■ **PROBLEM TO SOLVE**
Write the material from its start up to and including the line containing "box: [221, 288, 384, 324]" as a JSON list of strings, one string per line, with blank lines omitted.

###

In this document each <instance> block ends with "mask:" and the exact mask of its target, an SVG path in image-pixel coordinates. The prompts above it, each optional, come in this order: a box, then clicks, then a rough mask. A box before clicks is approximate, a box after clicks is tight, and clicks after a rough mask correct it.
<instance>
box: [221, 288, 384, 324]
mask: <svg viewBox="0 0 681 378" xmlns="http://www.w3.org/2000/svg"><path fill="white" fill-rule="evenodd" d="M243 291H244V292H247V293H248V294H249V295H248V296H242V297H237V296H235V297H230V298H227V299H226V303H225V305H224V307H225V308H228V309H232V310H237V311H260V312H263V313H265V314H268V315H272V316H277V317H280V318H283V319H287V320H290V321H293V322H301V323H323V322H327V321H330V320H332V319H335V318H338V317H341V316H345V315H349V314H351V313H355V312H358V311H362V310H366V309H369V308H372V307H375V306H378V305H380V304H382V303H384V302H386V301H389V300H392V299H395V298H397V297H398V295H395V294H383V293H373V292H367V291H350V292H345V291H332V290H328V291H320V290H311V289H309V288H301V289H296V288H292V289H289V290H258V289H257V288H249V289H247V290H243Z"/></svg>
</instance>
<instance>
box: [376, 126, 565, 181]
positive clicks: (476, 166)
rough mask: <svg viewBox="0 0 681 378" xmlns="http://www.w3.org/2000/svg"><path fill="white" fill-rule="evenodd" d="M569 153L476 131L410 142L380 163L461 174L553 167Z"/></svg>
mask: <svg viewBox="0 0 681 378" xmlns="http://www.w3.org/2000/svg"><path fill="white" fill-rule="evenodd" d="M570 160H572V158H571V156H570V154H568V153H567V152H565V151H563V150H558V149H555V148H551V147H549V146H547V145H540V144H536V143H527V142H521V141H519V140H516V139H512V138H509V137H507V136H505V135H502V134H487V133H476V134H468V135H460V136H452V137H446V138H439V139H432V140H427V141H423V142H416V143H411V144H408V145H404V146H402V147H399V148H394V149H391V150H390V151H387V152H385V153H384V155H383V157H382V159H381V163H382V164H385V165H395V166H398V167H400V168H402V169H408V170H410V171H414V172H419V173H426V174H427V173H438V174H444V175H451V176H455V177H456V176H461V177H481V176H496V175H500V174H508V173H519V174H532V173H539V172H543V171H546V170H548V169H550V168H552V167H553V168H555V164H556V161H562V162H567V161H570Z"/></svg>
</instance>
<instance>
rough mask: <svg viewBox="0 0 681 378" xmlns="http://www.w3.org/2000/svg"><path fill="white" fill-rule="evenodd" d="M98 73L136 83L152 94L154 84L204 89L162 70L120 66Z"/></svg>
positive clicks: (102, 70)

###

■ **RESPONSE TO THIS TASK**
[
  "In this document each <instance> block ends with \"mask:\" and the exact mask of its target, an SVG path in image-pixel coordinates. The prompts above it, each optional, come in this order: a box, then clicks, then a rough mask. A box before clicks is approximate, a box after clicks is tight, and clicks after a rough mask correct it.",
  "<instance>",
  "box: [221, 288, 384, 324]"
]